VORGEGEBENER TEXTAUSZUG:
____

Karpfen muss man,ausser in der kalten Jahreszeit, in sauberem Wasser hältern und das ein paar Tage lang.

Das ist allerdings nicht jedem möglich, denn die Fische lebendig zu transportieren,das scheidet aus.
Aber wer den Algengeschmack mag.#c
Bei uns im Eisvogelteich in Kirchberg z.B. sind alle Karpfen und Schleien über 40cm geschont und müssen zurückgesetzt werden.(Laichfische)

Gruß
Uwe


----------



## Fischpaule (5. März 2008)

*AW: Bis zu welcher Größe nehmt ihr Karpfen mit?*

Na bis zu 60 Pfund nehme ich alles mit und esse es auf oder verfüttere es an die Hühner - und bis ich mal einen über dem Maß fange, kann ich mir ja immernoch überlegen, ob ich vielleicht auch größere mitnehme....:m:q

#h


----------



## angler-jan (5. März 2008)

*AW: Bis zu welcher Größe nehmt ihr Karpfen mit?*

Sollte ich auf Karpfen gehen, dann nehme ich die auch nicht mit.

Schmecken ja oft nach Schlamm, sogar in der Ruhr. Bei mir kommen die Karpfen alle wieder zurück, die ich fange. Normalerweise gehe ich auch lieber auf Raubfisch.

Man sollte aber immer dabei denken, dass wir eigentlich nur Fische fangen , um unsere Nahrungs bandbreite zu vergörßern.

Trotzdem spielt ja der Spaßfaktor die größte Rolle.


----------



## FoolishFarmer (5. März 2008)

*AW: Bis zu welcher Größe nehmt ihr Karpfen mit?*

Liebe Leute, 
ihr könnt nicht eure eigenen Erfahrungen einfach Verallgemeinern! 



Wattwurm62 schrieb:


> Es gibt doch schon ohnehin immer weniger Gewässer, wo man solche Brummer fangen kann.


Gerade beim karpfen kenne ich das eher genau anders herum - es gibt immer mehr Gewässer mit immer größeren Karpfen! |uhoh:



uwe gerhard schrieb:


> Karpfen muss man,ausser in der kalten Jahreszeit, in sauberem Wasser hältern und das ein paar Tage lang.


Gerade Du solltest es besser wissen Uwe! |supergri
Kommt der Karpfen aus einem wenig-schlammigen Gewässer (Baggersee, o.ä.), ist ein Wässern nicht notwendig.

____

EINTRÄGE:
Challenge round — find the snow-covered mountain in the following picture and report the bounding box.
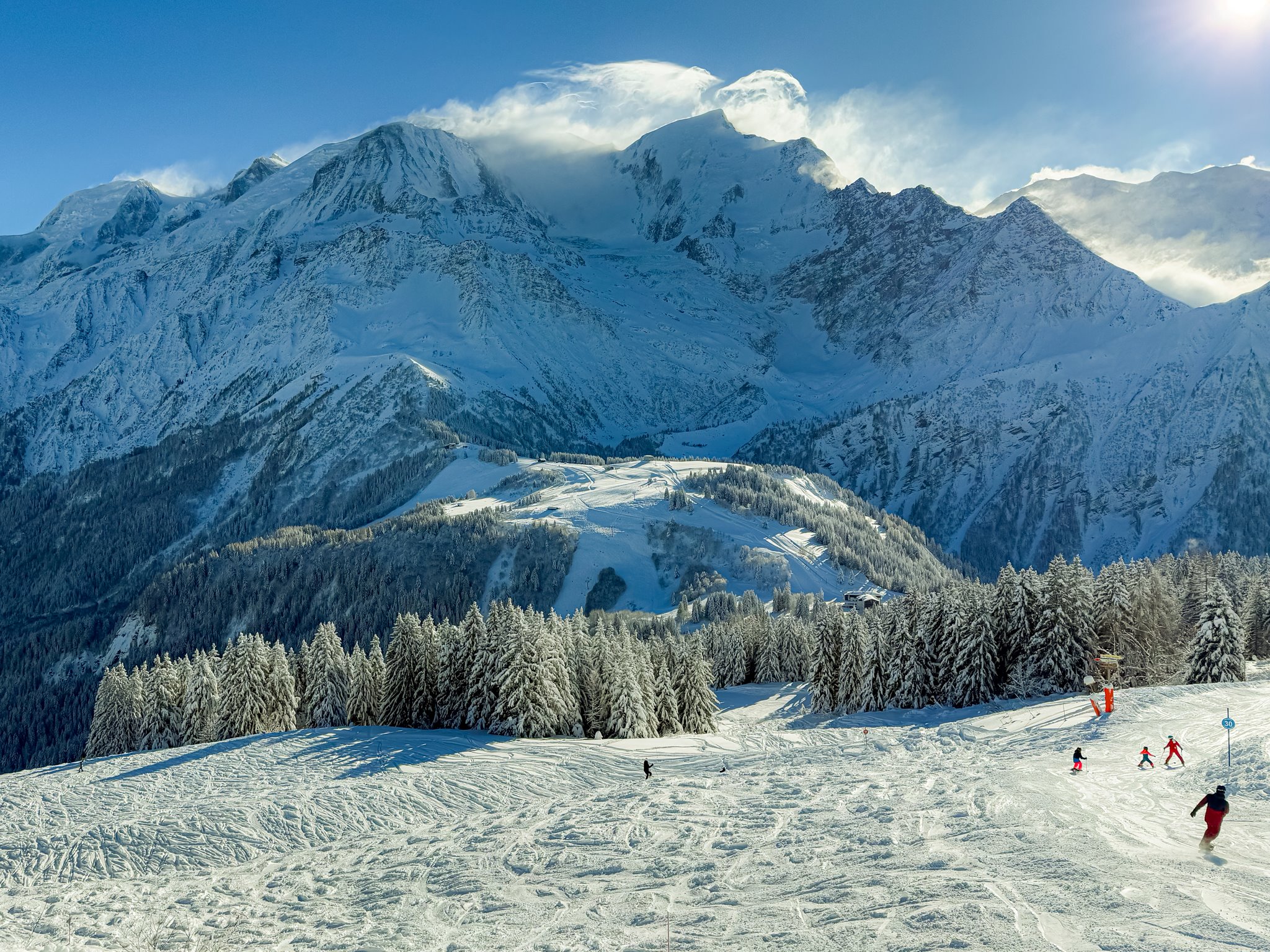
[7,112,1270,581]
[978,165,1270,306]
[0,681,1270,952]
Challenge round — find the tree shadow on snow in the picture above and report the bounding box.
[278,728,512,779]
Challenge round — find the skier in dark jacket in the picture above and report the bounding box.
[1165,734,1186,767]
[1191,785,1231,849]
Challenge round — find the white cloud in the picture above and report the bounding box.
[409,60,1112,207]
[114,162,224,195]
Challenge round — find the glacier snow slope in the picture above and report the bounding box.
[0,681,1270,952]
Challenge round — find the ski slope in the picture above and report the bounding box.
[0,682,1270,952]
[385,446,884,614]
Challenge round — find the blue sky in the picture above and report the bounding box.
[0,0,1270,234]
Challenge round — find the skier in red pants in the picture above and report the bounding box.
[1191,785,1231,849]
[1165,734,1186,767]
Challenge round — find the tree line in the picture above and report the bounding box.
[85,602,717,757]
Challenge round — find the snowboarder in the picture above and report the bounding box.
[1191,783,1231,850]
[1165,734,1186,767]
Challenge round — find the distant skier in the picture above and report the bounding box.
[1191,785,1231,849]
[1165,734,1186,767]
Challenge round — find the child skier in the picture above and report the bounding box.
[1165,734,1186,767]
[1191,785,1231,850]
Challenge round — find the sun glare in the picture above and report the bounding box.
[1212,0,1270,29]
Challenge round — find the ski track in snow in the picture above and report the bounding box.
[0,682,1270,952]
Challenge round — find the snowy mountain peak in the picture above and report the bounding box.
[221,154,287,205]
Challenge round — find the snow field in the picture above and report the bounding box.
[0,682,1270,952]
[385,446,882,614]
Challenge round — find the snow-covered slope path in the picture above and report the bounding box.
[0,682,1270,952]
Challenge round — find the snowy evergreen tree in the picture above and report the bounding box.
[1029,555,1085,694]
[653,649,683,738]
[460,603,502,730]
[383,613,428,728]
[950,593,998,707]
[676,638,719,734]
[864,610,890,711]
[890,596,930,708]
[84,665,132,757]
[265,638,297,731]
[182,651,221,744]
[141,655,184,750]
[812,603,846,713]
[1186,579,1245,684]
[306,622,349,728]
[755,619,785,684]
[838,612,868,713]
[605,622,652,738]
[495,604,562,738]
[362,635,388,723]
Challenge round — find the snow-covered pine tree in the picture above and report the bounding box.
[1093,558,1133,655]
[437,618,468,730]
[1067,555,1099,689]
[182,651,221,744]
[1028,553,1083,694]
[141,655,184,750]
[1241,575,1270,658]
[348,645,371,728]
[676,637,719,734]
[838,612,868,713]
[951,589,998,707]
[84,665,131,757]
[990,562,1031,694]
[653,645,683,738]
[362,635,385,723]
[865,610,890,711]
[460,602,502,730]
[497,604,562,738]
[306,622,348,728]
[812,602,845,713]
[542,609,582,738]
[419,614,441,728]
[383,612,427,728]
[889,593,928,708]
[710,619,745,688]
[577,619,608,738]
[287,641,314,728]
[1186,579,1245,684]
[755,627,789,684]
[265,637,297,731]
[122,663,146,750]
[917,591,950,707]
[605,622,651,738]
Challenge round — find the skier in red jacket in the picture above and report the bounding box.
[1191,785,1231,849]
[1165,734,1186,767]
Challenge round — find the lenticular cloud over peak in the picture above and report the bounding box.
[409,60,1036,207]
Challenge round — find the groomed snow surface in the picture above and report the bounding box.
[386,444,884,614]
[0,681,1270,952]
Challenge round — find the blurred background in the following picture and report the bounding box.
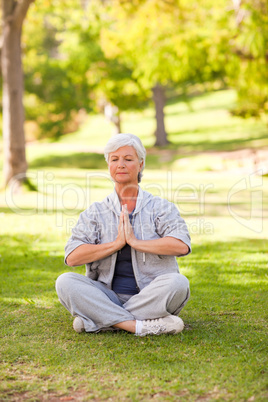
[0,0,268,402]
[0,0,268,239]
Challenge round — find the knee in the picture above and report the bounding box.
[55,272,76,295]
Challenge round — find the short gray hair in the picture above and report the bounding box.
[104,133,146,183]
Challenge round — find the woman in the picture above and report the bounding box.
[56,134,190,336]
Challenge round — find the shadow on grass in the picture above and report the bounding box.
[0,233,267,400]
[30,152,107,169]
[168,126,267,153]
[0,233,268,306]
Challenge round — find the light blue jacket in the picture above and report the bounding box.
[65,187,191,290]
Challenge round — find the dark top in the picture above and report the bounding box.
[112,210,139,295]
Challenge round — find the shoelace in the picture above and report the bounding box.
[143,319,166,335]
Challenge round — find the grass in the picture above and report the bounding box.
[0,92,268,401]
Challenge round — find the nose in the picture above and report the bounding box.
[117,158,125,168]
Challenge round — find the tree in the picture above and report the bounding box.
[99,0,229,146]
[229,0,268,117]
[2,0,34,185]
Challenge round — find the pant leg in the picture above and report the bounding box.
[56,272,134,332]
[123,273,190,320]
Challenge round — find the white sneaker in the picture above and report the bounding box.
[136,315,184,336]
[73,317,85,333]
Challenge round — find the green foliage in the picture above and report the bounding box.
[24,1,101,138]
[226,0,268,117]
[0,178,267,401]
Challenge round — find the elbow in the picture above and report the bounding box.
[180,243,190,255]
[65,254,76,267]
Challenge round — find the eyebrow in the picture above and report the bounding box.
[111,154,134,158]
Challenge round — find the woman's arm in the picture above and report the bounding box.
[66,209,126,267]
[128,236,189,256]
[123,206,189,256]
[66,241,121,267]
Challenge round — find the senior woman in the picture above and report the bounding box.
[56,134,190,336]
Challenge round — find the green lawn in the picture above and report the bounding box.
[0,91,268,402]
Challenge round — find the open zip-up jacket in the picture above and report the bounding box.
[65,187,191,290]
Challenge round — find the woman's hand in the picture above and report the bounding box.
[115,211,126,250]
[122,205,137,247]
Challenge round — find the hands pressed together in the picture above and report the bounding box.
[116,205,137,249]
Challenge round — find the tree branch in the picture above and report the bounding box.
[13,0,35,26]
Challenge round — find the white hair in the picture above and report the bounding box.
[104,133,146,183]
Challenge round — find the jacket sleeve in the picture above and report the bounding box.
[155,200,191,254]
[64,209,99,265]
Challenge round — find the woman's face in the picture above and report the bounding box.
[108,145,143,185]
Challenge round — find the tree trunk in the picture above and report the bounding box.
[104,102,121,135]
[1,0,34,185]
[153,84,168,146]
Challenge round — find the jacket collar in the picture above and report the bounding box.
[104,186,151,215]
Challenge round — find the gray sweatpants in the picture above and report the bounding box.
[56,272,190,332]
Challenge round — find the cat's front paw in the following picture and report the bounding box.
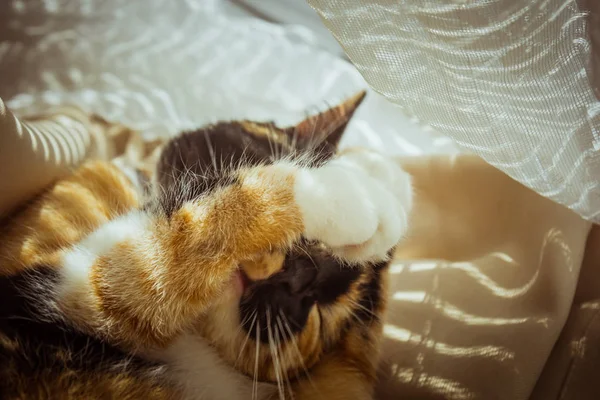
[294,149,412,262]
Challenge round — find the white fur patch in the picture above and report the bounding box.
[155,333,275,400]
[58,211,150,296]
[294,150,413,262]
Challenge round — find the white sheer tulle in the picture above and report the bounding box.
[0,0,453,159]
[308,0,600,222]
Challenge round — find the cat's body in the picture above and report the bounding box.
[0,92,412,400]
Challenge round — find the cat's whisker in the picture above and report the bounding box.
[267,307,285,400]
[252,320,260,400]
[204,131,219,171]
[234,310,258,367]
[275,316,294,399]
[279,310,317,390]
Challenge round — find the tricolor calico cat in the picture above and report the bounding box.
[0,93,412,400]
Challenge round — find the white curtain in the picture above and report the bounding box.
[308,0,600,222]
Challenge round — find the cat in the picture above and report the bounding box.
[0,92,413,400]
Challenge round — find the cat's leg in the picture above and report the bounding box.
[50,152,411,346]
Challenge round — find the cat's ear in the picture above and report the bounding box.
[284,90,366,151]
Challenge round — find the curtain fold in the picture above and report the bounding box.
[308,0,600,222]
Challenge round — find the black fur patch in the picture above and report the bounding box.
[156,122,289,216]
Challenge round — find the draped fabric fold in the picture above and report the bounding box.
[308,0,600,222]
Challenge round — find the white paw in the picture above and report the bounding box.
[294,150,412,262]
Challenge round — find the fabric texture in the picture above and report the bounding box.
[4,109,600,400]
[308,0,600,222]
[378,155,600,400]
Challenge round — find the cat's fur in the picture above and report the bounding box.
[0,94,412,400]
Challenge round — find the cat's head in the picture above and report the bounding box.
[157,92,387,382]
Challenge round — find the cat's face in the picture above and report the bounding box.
[157,93,387,384]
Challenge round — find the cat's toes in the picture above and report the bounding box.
[295,150,412,262]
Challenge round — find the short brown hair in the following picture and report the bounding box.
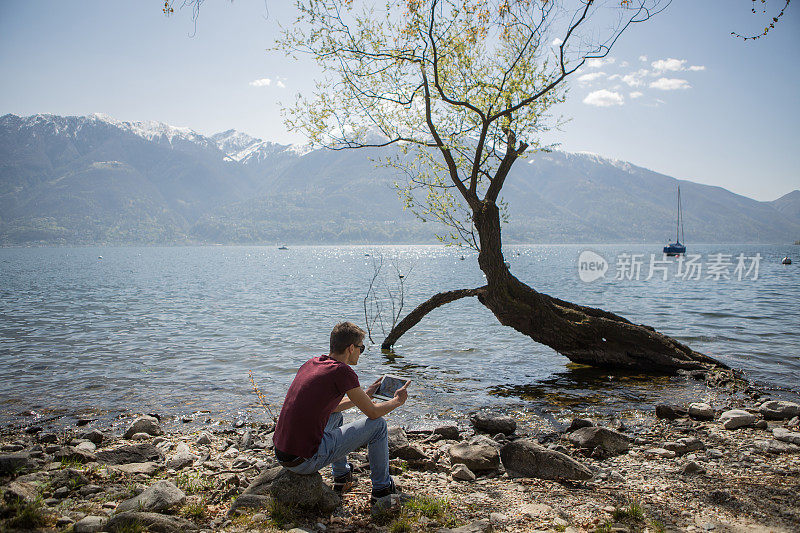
[331,322,366,353]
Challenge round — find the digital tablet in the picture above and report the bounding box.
[372,374,411,400]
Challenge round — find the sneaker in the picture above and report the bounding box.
[369,478,411,507]
[333,463,356,496]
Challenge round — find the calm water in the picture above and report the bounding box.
[0,245,800,430]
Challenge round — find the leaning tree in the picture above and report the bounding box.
[277,0,724,371]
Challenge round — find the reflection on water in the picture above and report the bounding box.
[0,245,800,430]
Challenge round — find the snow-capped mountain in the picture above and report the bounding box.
[0,114,800,244]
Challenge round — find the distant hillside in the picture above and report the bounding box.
[0,115,800,245]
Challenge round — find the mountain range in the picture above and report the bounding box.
[0,114,800,245]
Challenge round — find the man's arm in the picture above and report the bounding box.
[340,383,408,420]
[333,376,383,413]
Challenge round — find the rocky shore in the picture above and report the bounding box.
[0,370,800,533]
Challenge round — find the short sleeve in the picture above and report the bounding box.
[336,364,361,394]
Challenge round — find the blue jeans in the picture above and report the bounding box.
[287,413,392,491]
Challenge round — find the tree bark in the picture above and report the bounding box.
[382,201,727,372]
[381,287,486,350]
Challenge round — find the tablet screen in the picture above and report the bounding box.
[375,374,408,398]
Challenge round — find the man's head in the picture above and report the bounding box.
[331,322,366,365]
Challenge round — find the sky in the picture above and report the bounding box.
[0,0,800,201]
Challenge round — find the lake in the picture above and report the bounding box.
[0,244,800,432]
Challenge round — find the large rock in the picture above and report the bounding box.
[0,453,32,476]
[448,438,500,472]
[117,479,186,513]
[500,439,592,479]
[53,446,97,464]
[389,426,408,459]
[772,428,800,445]
[2,481,39,504]
[105,511,198,533]
[656,404,689,420]
[167,442,198,470]
[269,470,341,513]
[568,427,631,455]
[689,403,714,420]
[719,409,757,429]
[758,400,800,420]
[469,412,517,435]
[72,516,108,533]
[123,416,164,439]
[96,444,163,465]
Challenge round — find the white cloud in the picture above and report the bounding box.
[585,57,616,68]
[578,72,606,83]
[650,57,686,72]
[650,78,692,91]
[583,89,625,107]
[622,68,650,87]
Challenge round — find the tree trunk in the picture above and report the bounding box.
[383,201,726,372]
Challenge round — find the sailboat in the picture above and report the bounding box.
[664,185,686,255]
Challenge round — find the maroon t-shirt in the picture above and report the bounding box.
[272,355,359,458]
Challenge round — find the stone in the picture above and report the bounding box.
[469,411,517,435]
[3,481,39,503]
[681,461,705,474]
[433,424,461,440]
[97,444,163,465]
[755,439,800,453]
[50,468,89,490]
[447,439,500,472]
[758,400,800,420]
[438,519,492,533]
[269,469,341,513]
[772,428,800,445]
[228,494,272,516]
[644,448,678,459]
[72,516,108,533]
[122,415,164,439]
[117,480,186,512]
[394,444,428,461]
[388,426,409,459]
[450,463,475,481]
[81,429,104,446]
[53,446,97,464]
[242,466,284,495]
[239,429,253,450]
[719,409,756,429]
[519,503,555,518]
[500,438,592,480]
[166,442,198,470]
[75,440,97,453]
[689,403,714,420]
[56,515,75,529]
[567,418,595,433]
[111,461,158,476]
[568,426,631,455]
[0,453,33,476]
[106,511,198,533]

____

ZU ERLEDIGENDE AUFGABE: Übertrage diesen Satz aus dem Text über das Mitnehmen von Karpfen ins Englische: „Kommt der Karpfen aus einem wenig-schlammigen Gewässer (Baggersee, o.ä.), ist ein Wässern nicht notwendig.“ Die Auflistung hat mit dem Text nichts zu tun.

ERGEBNIS DER AUFGABE: If the carp comes from a body of water with little mud (a gravel pit lake or similar), soaking it is not necessary.